Required action. Set down exactly the lines in the records below that run from the line with "Target: distant high-rise" to the line with "Target: stone wall", inclusive, and nothing more.

====== Data under study ======

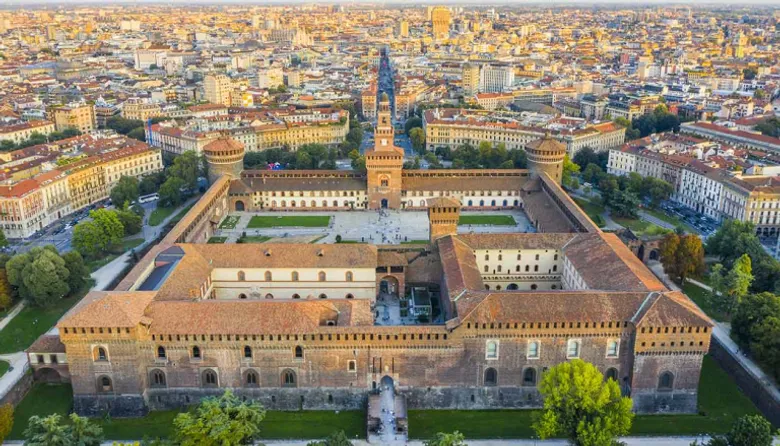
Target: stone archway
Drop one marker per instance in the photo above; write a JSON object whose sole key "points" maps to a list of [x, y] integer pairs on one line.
{"points": [[389, 285]]}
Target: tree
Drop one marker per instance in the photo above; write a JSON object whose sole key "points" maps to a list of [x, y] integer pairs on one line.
{"points": [[131, 221], [109, 223], [126, 190], [444, 439], [417, 136], [738, 281], [335, 439], [225, 420], [581, 406], [569, 171], [170, 192], [89, 239], [6, 299], [48, 431], [750, 430], [6, 420], [77, 270], [412, 123]]}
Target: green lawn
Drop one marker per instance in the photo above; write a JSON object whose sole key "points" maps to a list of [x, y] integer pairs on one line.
{"points": [[160, 214], [593, 210], [308, 221], [720, 404], [496, 220], [229, 222], [48, 399], [700, 296], [254, 239], [641, 227], [32, 322]]}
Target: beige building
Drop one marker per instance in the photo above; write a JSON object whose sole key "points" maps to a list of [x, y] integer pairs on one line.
{"points": [[75, 116], [218, 88]]}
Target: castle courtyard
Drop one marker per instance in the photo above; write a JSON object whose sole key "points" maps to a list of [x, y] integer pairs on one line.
{"points": [[373, 226]]}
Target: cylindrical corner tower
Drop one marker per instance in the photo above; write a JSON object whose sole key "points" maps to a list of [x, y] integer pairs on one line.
{"points": [[224, 156], [546, 155]]}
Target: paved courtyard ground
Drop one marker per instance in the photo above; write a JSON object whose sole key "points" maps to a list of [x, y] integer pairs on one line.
{"points": [[377, 227]]}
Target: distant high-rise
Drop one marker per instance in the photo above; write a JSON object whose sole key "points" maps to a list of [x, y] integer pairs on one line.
{"points": [[441, 19], [217, 87], [470, 79]]}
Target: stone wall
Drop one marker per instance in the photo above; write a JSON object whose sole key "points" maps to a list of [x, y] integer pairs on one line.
{"points": [[747, 383]]}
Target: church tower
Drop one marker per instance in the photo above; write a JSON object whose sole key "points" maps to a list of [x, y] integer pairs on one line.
{"points": [[384, 162]]}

======

Final answer.
Target: distant high-rise
Drop one marker per instance in the photo above; write a JSON object whose sole key "points" maps to a list of [x, y] integer pairs on one line.
{"points": [[441, 19], [217, 87], [470, 79]]}
Target: stone wall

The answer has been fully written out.